## Source
....................
The quantum computing threat to information security

Published: Friday, 29 April 2016 10:10

If an exotic quantum computer is invented that could break the codes we depend on to protect confidential electronic information, what will we do to maintain our security and privacy? That's the overarching question posed by a new report from the National Institute of Standards and Technology (NIST), whose cryptography specialists are beginning the long journey toward effective answers.

The NIST Internal Report (NISTIR) 8105: Report on Post-Quantum Cryptography details the status of research into quantum computers, which would exploit the often counterintuitive world of quantum physics to solve problems that are intractable for conventional computers. If such devices are ever built, they will be able to defeat many of our modern cryptographic systems, such as the computer algorithms used to protect online bank transactions. NISTIR 8105 outlines a long-term approach for avoiding this vulnerability before it arises.

"There has been a lot of research into quantum computers in recent years, and everyone from major computer companies to the government want their cryptographic algorithms to be what we call 'quantum resistant,'" said NIST mathematician Dustin Moody. "So if and when someone does build a large-scale quantum computer, we want to have algorithms in place that it can't crack."
....................
## To do
Answer these questions using the quantum computing article above.
(a) What number does the NIST Internal Report on post-quantum cryptography carry?
(b) What example of a modern cryptographic system does the article give?
(c) What is Dustin Moody's job title?

## Given information
....................
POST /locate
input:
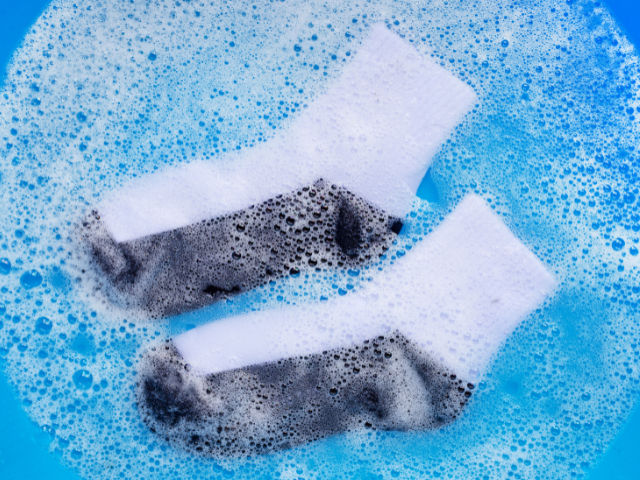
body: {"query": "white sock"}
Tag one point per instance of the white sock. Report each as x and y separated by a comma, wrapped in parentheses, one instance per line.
(374, 132)
(458, 294)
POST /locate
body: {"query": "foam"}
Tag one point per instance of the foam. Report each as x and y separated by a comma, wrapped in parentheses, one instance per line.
(458, 294)
(374, 132)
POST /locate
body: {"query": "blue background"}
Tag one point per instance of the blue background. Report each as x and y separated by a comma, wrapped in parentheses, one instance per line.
(23, 455)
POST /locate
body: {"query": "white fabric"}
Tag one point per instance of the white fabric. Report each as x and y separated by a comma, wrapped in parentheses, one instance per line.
(374, 132)
(459, 294)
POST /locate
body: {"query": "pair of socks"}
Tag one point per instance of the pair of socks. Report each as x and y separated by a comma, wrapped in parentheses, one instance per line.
(331, 191)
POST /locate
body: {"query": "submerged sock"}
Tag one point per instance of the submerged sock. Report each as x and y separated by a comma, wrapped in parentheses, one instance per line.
(187, 237)
(187, 268)
(374, 132)
(401, 353)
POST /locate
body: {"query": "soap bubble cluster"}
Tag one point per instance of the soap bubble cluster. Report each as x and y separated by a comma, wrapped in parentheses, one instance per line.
(314, 228)
(103, 92)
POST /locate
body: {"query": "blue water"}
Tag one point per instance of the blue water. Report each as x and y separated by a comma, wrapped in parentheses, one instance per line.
(23, 446)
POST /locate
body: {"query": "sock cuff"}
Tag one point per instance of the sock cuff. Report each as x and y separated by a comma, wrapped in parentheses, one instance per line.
(458, 295)
(374, 132)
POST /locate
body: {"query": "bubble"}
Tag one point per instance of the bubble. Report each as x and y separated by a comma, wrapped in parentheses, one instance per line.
(617, 244)
(5, 266)
(82, 379)
(43, 325)
(31, 279)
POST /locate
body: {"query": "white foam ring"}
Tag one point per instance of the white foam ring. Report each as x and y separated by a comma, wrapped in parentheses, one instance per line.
(459, 294)
(374, 132)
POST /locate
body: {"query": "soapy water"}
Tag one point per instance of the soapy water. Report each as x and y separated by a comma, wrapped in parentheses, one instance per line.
(99, 94)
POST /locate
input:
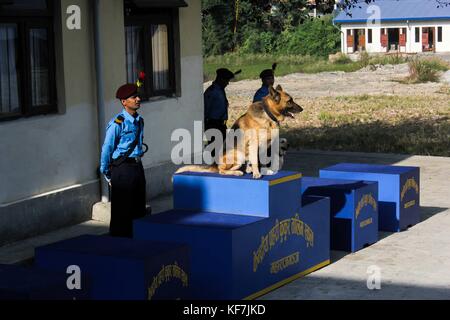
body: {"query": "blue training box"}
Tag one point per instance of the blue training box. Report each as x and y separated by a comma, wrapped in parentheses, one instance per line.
(236, 195)
(21, 283)
(354, 210)
(398, 191)
(122, 268)
(244, 257)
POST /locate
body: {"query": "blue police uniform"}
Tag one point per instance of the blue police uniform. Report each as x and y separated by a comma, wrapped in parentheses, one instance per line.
(261, 93)
(128, 184)
(120, 134)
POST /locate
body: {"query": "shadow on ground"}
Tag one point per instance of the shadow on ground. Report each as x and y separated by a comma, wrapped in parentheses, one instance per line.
(316, 287)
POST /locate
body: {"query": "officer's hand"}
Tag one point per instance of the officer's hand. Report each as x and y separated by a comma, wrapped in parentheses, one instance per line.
(108, 179)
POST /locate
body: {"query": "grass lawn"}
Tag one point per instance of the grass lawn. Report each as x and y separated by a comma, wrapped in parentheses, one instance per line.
(371, 123)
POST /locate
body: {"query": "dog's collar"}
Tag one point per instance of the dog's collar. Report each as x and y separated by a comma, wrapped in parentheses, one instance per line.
(270, 114)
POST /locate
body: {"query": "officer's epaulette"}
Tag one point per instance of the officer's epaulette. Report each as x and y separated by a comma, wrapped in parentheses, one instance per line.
(119, 120)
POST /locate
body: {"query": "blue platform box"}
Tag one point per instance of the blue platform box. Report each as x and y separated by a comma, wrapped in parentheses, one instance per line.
(354, 210)
(236, 195)
(244, 257)
(122, 268)
(23, 283)
(398, 191)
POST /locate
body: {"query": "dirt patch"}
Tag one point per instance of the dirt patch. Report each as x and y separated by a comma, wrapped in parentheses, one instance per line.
(384, 81)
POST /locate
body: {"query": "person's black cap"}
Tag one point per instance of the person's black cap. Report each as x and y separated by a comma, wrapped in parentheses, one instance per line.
(126, 91)
(268, 72)
(226, 74)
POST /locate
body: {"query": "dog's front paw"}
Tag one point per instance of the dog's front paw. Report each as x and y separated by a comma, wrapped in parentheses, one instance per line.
(267, 172)
(257, 175)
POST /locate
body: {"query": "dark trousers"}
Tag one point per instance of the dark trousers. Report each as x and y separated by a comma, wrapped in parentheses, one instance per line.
(127, 198)
(216, 124)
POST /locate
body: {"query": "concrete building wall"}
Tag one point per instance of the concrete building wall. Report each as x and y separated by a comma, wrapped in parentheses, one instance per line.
(411, 45)
(49, 163)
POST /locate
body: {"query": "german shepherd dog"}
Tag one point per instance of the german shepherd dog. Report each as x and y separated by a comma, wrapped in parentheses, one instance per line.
(257, 125)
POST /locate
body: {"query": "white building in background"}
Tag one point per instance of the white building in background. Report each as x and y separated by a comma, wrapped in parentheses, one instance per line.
(57, 94)
(409, 26)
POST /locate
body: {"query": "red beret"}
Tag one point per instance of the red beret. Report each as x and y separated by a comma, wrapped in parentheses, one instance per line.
(126, 91)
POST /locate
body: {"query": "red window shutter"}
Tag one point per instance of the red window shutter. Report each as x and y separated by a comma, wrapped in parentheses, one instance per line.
(425, 39)
(384, 40)
(349, 41)
(362, 40)
(403, 40)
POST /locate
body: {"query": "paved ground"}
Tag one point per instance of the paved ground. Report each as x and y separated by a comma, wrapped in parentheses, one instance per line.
(414, 264)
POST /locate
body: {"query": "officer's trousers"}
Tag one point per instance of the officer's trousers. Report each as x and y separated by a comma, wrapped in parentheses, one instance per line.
(219, 125)
(127, 198)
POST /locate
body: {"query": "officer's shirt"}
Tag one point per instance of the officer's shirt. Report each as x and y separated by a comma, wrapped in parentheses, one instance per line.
(119, 137)
(216, 103)
(261, 93)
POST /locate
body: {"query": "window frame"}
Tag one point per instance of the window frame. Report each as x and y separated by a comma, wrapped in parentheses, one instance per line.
(25, 21)
(145, 19)
(417, 35)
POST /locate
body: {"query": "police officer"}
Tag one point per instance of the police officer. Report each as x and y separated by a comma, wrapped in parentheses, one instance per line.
(216, 102)
(268, 79)
(121, 163)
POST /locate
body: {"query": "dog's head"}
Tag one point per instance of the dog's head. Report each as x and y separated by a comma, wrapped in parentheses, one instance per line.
(284, 146)
(281, 102)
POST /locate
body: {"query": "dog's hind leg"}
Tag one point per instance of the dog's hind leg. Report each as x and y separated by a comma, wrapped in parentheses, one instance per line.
(233, 171)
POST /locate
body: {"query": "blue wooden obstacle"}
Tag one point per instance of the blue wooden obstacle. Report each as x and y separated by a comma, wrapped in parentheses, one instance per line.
(398, 191)
(354, 210)
(237, 255)
(123, 269)
(21, 283)
(236, 195)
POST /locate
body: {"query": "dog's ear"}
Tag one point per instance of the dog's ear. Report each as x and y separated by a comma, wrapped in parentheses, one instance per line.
....................
## The reply
(a) 8105
(b) The computer algorithms used to protect online bank transactions
(c) NIST mathematician